**To do**
For the string "bowl", state how many lines of the data hold it. Give nothing besides the number.

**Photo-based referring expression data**
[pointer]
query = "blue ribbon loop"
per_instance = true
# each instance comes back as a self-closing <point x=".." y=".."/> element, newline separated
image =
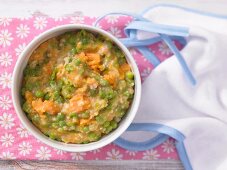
<point x="167" y="34"/>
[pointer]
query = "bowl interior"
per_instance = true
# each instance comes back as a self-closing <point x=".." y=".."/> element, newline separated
<point x="17" y="78"/>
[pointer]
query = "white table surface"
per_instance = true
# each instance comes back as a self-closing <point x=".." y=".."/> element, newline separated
<point x="23" y="8"/>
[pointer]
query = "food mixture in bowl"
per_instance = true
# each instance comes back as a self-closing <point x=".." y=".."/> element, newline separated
<point x="77" y="87"/>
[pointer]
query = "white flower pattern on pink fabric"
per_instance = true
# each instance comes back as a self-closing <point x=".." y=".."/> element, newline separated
<point x="40" y="23"/>
<point x="7" y="140"/>
<point x="5" y="102"/>
<point x="5" y="21"/>
<point x="164" y="49"/>
<point x="96" y="151"/>
<point x="59" y="152"/>
<point x="20" y="49"/>
<point x="6" y="80"/>
<point x="22" y="31"/>
<point x="7" y="155"/>
<point x="5" y="59"/>
<point x="5" y="38"/>
<point x="151" y="154"/>
<point x="25" y="148"/>
<point x="22" y="132"/>
<point x="43" y="153"/>
<point x="114" y="155"/>
<point x="6" y="121"/>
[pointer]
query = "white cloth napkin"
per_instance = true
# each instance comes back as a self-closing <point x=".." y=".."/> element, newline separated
<point x="199" y="112"/>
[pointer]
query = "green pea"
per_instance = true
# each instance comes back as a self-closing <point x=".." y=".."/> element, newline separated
<point x="120" y="113"/>
<point x="23" y="90"/>
<point x="61" y="123"/>
<point x="85" y="129"/>
<point x="54" y="124"/>
<point x="72" y="40"/>
<point x="70" y="124"/>
<point x="81" y="71"/>
<point x="60" y="116"/>
<point x="113" y="124"/>
<point x="129" y="95"/>
<point x="35" y="118"/>
<point x="84" y="115"/>
<point x="53" y="84"/>
<point x="93" y="92"/>
<point x="103" y="82"/>
<point x="108" y="129"/>
<point x="72" y="115"/>
<point x="26" y="107"/>
<point x="121" y="61"/>
<point x="39" y="93"/>
<point x="100" y="119"/>
<point x="47" y="96"/>
<point x="129" y="75"/>
<point x="106" y="93"/>
<point x="53" y="75"/>
<point x="69" y="67"/>
<point x="59" y="99"/>
<point x="106" y="124"/>
<point x="67" y="91"/>
<point x="93" y="136"/>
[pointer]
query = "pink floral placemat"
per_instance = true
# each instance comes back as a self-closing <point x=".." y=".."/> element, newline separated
<point x="15" y="141"/>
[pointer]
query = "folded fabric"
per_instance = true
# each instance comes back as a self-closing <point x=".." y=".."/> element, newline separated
<point x="195" y="115"/>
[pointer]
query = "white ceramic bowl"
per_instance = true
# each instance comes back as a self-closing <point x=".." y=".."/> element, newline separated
<point x="17" y="78"/>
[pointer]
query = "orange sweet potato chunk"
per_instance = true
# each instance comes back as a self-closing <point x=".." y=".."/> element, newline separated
<point x="45" y="106"/>
<point x="79" y="103"/>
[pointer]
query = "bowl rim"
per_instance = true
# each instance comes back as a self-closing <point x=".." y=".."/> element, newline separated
<point x="16" y="81"/>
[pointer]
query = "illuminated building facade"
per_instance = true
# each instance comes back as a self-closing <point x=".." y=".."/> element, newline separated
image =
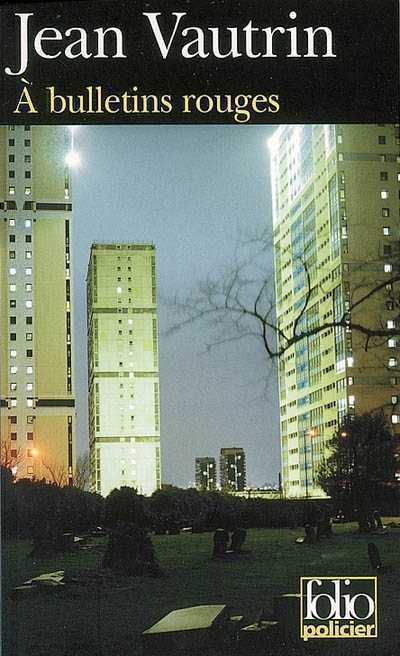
<point x="206" y="473"/>
<point x="37" y="404"/>
<point x="124" y="399"/>
<point x="232" y="469"/>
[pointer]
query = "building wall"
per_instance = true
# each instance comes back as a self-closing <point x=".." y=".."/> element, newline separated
<point x="330" y="209"/>
<point x="36" y="387"/>
<point x="124" y="403"/>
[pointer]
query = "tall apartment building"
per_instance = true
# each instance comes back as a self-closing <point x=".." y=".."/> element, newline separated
<point x="124" y="403"/>
<point x="336" y="220"/>
<point x="36" y="379"/>
<point x="206" y="473"/>
<point x="232" y="469"/>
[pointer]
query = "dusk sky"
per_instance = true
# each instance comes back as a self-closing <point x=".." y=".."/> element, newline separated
<point x="192" y="191"/>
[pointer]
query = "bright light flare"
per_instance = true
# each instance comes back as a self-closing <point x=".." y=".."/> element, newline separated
<point x="72" y="159"/>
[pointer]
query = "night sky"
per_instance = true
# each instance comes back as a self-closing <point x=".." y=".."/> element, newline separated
<point x="194" y="191"/>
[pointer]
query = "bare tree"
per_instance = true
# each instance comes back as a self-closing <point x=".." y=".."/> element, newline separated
<point x="82" y="471"/>
<point x="241" y="304"/>
<point x="10" y="456"/>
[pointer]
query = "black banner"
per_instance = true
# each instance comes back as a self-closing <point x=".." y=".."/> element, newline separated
<point x="175" y="61"/>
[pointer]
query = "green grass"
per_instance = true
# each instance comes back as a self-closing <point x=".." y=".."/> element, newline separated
<point x="75" y="622"/>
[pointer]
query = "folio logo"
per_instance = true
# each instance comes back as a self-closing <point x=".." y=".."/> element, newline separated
<point x="341" y="607"/>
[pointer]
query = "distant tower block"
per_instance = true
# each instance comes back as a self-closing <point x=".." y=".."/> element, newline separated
<point x="206" y="473"/>
<point x="124" y="403"/>
<point x="233" y="469"/>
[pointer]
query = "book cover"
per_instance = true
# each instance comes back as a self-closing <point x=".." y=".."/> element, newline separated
<point x="199" y="311"/>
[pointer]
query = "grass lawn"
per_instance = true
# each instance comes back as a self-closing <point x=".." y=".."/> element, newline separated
<point x="78" y="622"/>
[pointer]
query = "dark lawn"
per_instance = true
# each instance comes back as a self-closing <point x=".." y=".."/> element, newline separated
<point x="75" y="622"/>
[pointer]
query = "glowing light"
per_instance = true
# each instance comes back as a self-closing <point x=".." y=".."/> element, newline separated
<point x="72" y="159"/>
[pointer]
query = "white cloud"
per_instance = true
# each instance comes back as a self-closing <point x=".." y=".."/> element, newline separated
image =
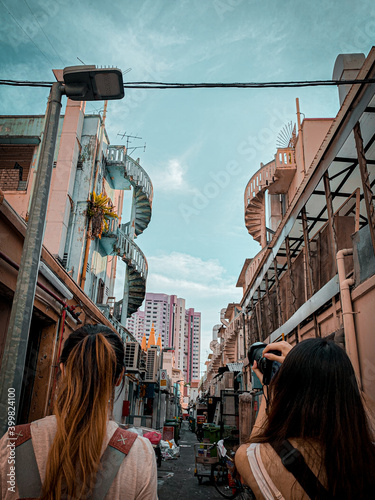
<point x="170" y="178"/>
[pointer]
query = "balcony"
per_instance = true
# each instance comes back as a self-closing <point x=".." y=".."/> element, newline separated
<point x="284" y="172"/>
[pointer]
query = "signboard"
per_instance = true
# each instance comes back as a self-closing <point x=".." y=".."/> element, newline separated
<point x="163" y="378"/>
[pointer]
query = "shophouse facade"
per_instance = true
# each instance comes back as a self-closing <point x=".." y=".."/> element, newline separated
<point x="83" y="245"/>
<point x="311" y="208"/>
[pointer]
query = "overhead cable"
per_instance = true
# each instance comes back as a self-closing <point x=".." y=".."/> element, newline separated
<point x="163" y="85"/>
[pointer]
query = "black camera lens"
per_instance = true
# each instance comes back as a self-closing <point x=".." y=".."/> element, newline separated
<point x="267" y="367"/>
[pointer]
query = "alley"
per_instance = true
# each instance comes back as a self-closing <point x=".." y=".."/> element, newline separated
<point x="176" y="477"/>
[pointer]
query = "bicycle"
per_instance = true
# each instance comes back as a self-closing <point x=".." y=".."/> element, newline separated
<point x="226" y="479"/>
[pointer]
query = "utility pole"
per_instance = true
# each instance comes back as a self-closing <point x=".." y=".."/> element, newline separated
<point x="81" y="83"/>
<point x="13" y="363"/>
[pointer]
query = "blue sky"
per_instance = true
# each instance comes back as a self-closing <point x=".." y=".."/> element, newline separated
<point x="202" y="145"/>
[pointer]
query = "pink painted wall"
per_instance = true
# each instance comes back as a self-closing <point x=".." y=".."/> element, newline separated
<point x="63" y="178"/>
<point x="314" y="131"/>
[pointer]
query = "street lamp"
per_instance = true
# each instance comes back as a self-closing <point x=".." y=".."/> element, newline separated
<point x="159" y="395"/>
<point x="81" y="83"/>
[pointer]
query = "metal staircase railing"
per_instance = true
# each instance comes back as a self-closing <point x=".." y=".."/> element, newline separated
<point x="124" y="172"/>
<point x="131" y="170"/>
<point x="254" y="202"/>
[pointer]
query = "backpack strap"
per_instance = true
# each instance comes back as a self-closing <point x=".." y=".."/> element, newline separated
<point x="27" y="473"/>
<point x="293" y="461"/>
<point x="118" y="448"/>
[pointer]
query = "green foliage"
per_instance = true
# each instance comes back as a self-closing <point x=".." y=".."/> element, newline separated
<point x="99" y="212"/>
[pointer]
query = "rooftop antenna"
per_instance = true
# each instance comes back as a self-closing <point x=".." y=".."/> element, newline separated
<point x="128" y="141"/>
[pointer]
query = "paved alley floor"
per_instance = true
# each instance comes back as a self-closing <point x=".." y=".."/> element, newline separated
<point x="176" y="477"/>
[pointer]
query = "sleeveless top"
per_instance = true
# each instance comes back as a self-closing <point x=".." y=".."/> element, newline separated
<point x="261" y="476"/>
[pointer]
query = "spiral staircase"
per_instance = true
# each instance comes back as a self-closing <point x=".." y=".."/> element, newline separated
<point x="276" y="177"/>
<point x="125" y="173"/>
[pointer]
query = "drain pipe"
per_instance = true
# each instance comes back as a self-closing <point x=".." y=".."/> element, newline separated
<point x="348" y="313"/>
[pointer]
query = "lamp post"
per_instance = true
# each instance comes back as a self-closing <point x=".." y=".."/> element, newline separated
<point x="158" y="423"/>
<point x="81" y="83"/>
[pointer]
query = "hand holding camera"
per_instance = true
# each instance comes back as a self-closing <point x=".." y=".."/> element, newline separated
<point x="266" y="359"/>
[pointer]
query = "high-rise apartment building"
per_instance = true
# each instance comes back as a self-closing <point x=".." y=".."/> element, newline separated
<point x="135" y="325"/>
<point x="178" y="327"/>
<point x="192" y="344"/>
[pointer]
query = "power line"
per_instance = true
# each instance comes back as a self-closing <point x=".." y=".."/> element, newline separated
<point x="161" y="85"/>
<point x="32" y="41"/>
<point x="44" y="33"/>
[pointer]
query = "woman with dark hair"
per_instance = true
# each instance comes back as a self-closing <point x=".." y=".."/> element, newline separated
<point x="79" y="452"/>
<point x="314" y="440"/>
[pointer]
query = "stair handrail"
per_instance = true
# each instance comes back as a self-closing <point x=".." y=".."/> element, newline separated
<point x="262" y="178"/>
<point x="136" y="174"/>
<point x="132" y="253"/>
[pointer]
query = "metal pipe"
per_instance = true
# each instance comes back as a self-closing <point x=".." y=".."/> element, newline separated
<point x="61" y="334"/>
<point x="300" y="135"/>
<point x="13" y="363"/>
<point x="348" y="313"/>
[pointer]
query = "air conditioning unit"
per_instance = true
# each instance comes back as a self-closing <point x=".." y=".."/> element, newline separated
<point x="152" y="365"/>
<point x="131" y="356"/>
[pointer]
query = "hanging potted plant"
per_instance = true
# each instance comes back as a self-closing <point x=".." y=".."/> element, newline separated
<point x="99" y="212"/>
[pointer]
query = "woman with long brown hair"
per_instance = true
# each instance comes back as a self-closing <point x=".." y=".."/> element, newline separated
<point x="314" y="441"/>
<point x="79" y="453"/>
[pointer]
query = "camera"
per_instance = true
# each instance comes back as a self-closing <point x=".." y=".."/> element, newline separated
<point x="267" y="367"/>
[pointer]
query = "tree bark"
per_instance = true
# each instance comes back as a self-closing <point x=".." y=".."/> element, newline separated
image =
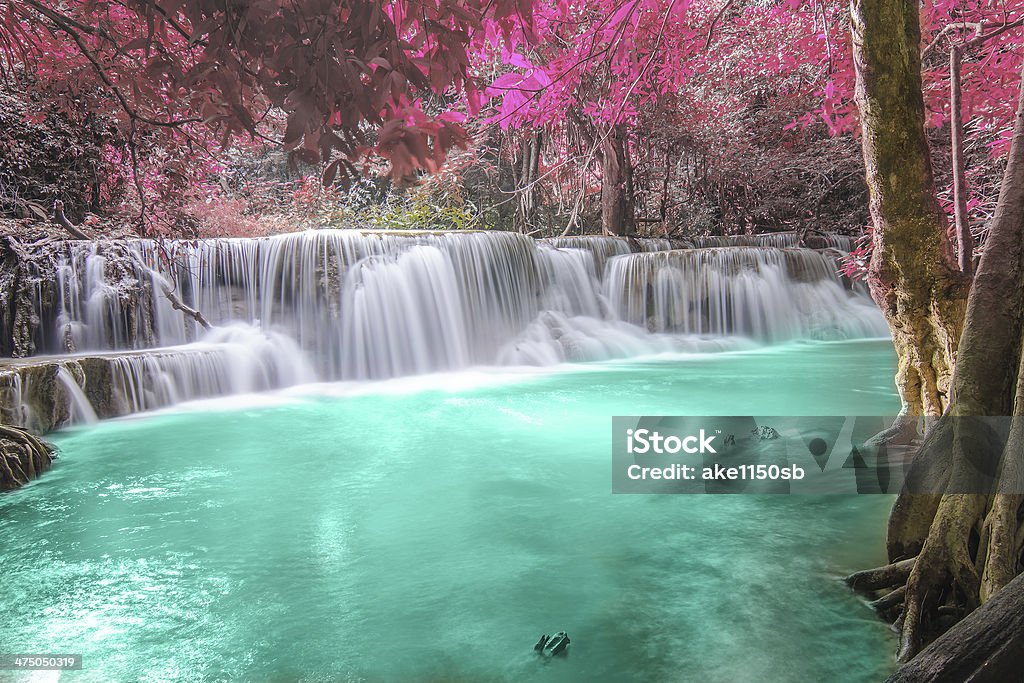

**Exercise response**
4